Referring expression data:
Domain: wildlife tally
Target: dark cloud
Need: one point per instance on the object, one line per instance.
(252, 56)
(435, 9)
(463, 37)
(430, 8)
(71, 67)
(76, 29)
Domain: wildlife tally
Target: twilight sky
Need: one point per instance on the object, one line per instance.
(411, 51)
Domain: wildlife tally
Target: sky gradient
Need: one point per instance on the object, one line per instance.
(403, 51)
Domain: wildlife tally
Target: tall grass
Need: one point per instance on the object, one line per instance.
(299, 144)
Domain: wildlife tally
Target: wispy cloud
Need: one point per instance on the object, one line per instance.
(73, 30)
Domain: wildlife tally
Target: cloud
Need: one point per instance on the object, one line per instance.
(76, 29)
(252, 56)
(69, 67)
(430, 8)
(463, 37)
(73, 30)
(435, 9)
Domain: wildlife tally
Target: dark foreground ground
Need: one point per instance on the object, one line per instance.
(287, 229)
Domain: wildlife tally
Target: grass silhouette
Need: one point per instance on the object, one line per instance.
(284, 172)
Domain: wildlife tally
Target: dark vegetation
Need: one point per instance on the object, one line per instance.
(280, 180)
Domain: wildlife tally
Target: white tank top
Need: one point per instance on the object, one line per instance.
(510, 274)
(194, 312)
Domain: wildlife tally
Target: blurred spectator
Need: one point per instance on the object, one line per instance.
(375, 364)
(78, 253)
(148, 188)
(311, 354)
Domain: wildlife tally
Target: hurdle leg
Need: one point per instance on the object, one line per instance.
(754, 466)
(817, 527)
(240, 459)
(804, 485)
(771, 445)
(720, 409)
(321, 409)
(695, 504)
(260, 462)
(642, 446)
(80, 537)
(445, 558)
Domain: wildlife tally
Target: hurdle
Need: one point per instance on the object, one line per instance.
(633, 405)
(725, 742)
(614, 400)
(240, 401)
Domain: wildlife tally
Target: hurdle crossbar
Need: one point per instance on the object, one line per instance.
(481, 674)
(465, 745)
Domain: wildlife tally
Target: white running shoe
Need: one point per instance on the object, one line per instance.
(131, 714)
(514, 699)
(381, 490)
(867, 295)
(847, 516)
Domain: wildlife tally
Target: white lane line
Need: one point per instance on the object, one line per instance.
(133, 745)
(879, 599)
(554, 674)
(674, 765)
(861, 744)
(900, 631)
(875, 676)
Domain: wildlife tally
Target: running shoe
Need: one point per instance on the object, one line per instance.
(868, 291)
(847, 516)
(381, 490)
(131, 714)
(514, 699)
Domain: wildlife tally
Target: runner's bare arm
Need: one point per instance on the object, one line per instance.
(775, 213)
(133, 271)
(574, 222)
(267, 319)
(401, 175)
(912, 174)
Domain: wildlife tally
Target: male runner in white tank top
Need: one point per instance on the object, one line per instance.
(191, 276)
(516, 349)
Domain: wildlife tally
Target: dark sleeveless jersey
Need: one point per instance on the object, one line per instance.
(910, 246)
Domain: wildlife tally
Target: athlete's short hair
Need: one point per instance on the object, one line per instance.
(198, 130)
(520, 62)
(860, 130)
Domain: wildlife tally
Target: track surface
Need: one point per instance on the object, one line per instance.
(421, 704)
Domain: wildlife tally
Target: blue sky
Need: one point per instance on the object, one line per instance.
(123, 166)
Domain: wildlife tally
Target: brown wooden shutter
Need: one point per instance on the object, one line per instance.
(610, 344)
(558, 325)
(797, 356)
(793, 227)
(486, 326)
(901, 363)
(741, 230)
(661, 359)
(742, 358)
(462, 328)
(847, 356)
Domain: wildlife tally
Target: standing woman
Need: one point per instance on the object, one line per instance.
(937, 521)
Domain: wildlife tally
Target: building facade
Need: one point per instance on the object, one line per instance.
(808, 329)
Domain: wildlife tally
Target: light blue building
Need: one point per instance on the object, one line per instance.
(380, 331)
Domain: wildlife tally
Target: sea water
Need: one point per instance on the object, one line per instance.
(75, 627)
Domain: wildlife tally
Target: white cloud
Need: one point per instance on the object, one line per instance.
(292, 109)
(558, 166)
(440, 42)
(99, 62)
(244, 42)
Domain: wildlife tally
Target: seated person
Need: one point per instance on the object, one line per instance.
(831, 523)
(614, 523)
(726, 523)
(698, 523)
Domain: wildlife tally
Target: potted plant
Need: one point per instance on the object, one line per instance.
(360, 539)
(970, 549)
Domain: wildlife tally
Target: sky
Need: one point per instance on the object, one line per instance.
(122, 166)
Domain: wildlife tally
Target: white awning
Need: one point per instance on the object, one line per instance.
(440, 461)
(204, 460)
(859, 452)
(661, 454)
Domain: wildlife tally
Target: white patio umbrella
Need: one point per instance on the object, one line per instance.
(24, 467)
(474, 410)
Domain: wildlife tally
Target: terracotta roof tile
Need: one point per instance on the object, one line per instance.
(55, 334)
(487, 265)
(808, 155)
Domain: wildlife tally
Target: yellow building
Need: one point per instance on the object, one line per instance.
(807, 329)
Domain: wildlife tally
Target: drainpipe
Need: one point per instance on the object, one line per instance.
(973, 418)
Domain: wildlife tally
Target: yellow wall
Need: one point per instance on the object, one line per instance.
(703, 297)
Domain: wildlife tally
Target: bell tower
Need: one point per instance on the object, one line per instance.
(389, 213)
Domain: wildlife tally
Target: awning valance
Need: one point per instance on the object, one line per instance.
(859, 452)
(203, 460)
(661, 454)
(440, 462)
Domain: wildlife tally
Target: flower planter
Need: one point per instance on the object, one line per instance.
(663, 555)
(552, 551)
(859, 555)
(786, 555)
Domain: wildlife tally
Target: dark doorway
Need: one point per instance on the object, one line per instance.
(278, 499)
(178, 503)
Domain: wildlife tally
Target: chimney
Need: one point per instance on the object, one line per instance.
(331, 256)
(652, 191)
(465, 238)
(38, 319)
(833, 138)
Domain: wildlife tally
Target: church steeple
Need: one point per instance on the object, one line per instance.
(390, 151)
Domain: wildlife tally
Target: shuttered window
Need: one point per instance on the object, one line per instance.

- **YOUR INSTRUCTIONS**: Show the lines above that include "white".

- **RESPONSE BELOW**:
Target: white tank top
Target: white running shoe
Target: white lane line
Target: male runner in white tank top
Target: white cloud
Target: white awning
Target: white patio umbrella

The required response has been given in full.